> _What you need to do_
Locate every line in the items below that contains the word "high" and copy each of those lines.

> _Raw records_

┏━━

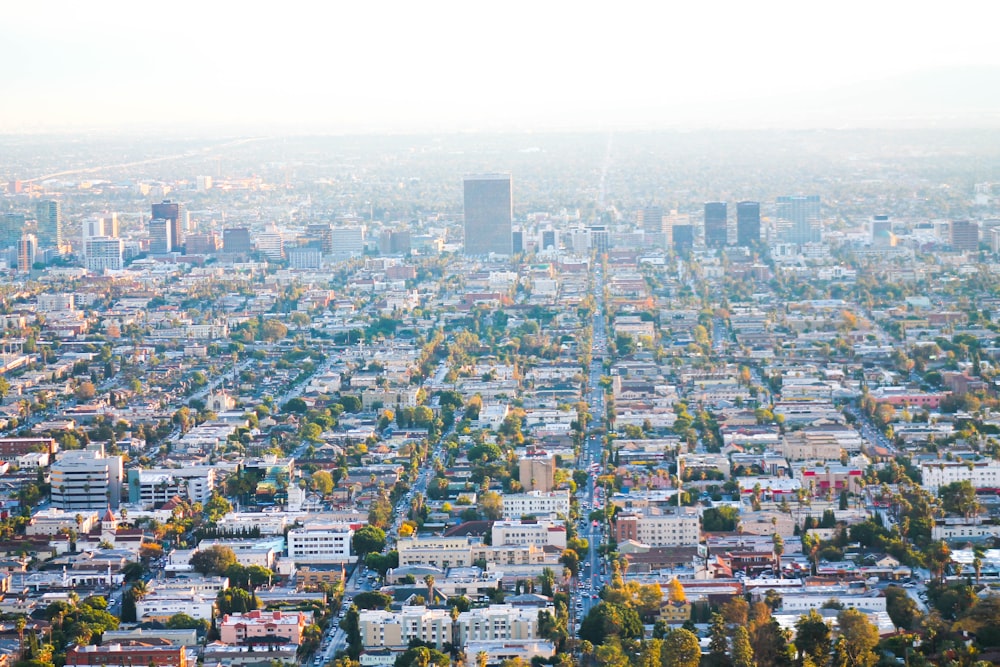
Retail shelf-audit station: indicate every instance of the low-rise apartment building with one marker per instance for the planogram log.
(981, 474)
(120, 654)
(658, 530)
(538, 533)
(321, 543)
(261, 626)
(497, 622)
(448, 552)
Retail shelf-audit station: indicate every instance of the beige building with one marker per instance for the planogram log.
(448, 552)
(659, 530)
(239, 628)
(538, 533)
(536, 503)
(537, 472)
(806, 446)
(51, 521)
(496, 622)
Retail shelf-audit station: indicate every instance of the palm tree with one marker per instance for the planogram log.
(139, 590)
(455, 645)
(429, 580)
(20, 624)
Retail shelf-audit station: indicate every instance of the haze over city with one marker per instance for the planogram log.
(456, 334)
(454, 66)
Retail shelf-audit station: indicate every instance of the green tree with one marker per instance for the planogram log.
(214, 560)
(571, 560)
(901, 608)
(217, 507)
(959, 498)
(680, 649)
(718, 644)
(812, 638)
(491, 505)
(858, 639)
(368, 539)
(322, 482)
(351, 626)
(236, 601)
(742, 651)
(607, 619)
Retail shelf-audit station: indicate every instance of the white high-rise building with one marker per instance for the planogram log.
(348, 241)
(104, 252)
(271, 244)
(321, 543)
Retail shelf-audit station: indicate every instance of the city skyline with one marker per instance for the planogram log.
(779, 66)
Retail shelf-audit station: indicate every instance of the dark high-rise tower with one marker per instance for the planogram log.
(488, 213)
(964, 235)
(716, 219)
(49, 216)
(747, 223)
(173, 213)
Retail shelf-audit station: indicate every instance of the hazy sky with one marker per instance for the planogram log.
(343, 66)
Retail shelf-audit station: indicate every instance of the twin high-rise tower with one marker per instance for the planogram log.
(172, 229)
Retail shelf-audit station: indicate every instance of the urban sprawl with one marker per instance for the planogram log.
(412, 404)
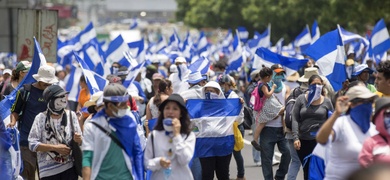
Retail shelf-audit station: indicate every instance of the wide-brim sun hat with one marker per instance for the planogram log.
(360, 92)
(195, 77)
(175, 98)
(46, 74)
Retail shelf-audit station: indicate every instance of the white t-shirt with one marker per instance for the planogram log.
(345, 148)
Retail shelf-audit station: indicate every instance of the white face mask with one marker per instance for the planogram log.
(121, 113)
(60, 103)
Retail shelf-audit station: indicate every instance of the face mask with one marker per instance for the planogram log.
(361, 115)
(167, 123)
(314, 93)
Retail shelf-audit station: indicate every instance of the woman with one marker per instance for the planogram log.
(228, 85)
(17, 75)
(376, 149)
(309, 113)
(152, 112)
(348, 132)
(171, 144)
(51, 135)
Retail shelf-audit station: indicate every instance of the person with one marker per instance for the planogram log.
(51, 134)
(363, 72)
(17, 76)
(163, 92)
(29, 102)
(265, 91)
(376, 148)
(171, 144)
(196, 81)
(111, 146)
(218, 164)
(84, 96)
(382, 81)
(348, 132)
(273, 133)
(309, 113)
(228, 85)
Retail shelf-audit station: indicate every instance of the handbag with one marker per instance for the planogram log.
(238, 140)
(270, 111)
(76, 150)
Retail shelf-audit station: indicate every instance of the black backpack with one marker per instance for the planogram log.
(290, 105)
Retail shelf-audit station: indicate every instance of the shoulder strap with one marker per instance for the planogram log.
(113, 138)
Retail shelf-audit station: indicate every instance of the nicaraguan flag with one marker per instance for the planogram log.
(268, 58)
(202, 43)
(348, 37)
(202, 65)
(64, 49)
(115, 51)
(380, 40)
(94, 81)
(303, 40)
(213, 125)
(243, 34)
(236, 59)
(72, 82)
(315, 32)
(329, 54)
(133, 74)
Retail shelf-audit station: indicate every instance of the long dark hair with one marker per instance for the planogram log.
(184, 120)
(162, 87)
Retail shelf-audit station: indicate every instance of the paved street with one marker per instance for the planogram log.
(252, 171)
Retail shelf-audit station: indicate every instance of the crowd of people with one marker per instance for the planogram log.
(146, 131)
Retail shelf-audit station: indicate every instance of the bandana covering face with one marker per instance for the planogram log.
(361, 116)
(314, 93)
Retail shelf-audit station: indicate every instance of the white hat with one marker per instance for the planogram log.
(180, 60)
(9, 71)
(195, 77)
(46, 74)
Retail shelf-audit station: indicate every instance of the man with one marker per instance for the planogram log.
(382, 81)
(196, 81)
(273, 133)
(111, 146)
(362, 72)
(29, 102)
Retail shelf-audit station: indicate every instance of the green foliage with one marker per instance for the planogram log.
(287, 17)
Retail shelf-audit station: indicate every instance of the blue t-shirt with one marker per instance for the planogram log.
(34, 105)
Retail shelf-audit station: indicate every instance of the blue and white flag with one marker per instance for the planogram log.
(202, 43)
(303, 40)
(329, 54)
(236, 59)
(72, 82)
(380, 40)
(134, 71)
(94, 81)
(315, 32)
(243, 34)
(64, 49)
(348, 37)
(268, 58)
(115, 51)
(213, 125)
(202, 65)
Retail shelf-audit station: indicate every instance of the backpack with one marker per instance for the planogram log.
(290, 105)
(256, 101)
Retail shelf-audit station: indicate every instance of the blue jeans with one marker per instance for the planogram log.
(255, 153)
(295, 162)
(196, 169)
(238, 157)
(269, 137)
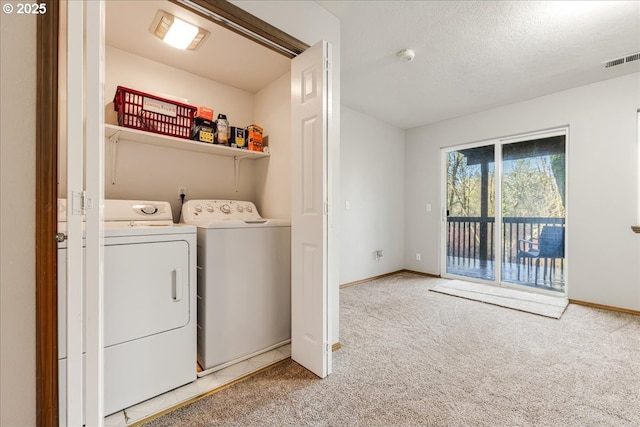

┗━━

> _Problem solution_
Retail shelf-audit station: indicate every instance of the white high-rise building with one marker per instance for the planogram log.
Retail shelf-audit station: indicate every instance of the dark high-rise tower with one marker per instance for the planogram log.
Retail shelf-audit station: indicate every instance of the twin high-rise tower with one marker per instance for the planogram log.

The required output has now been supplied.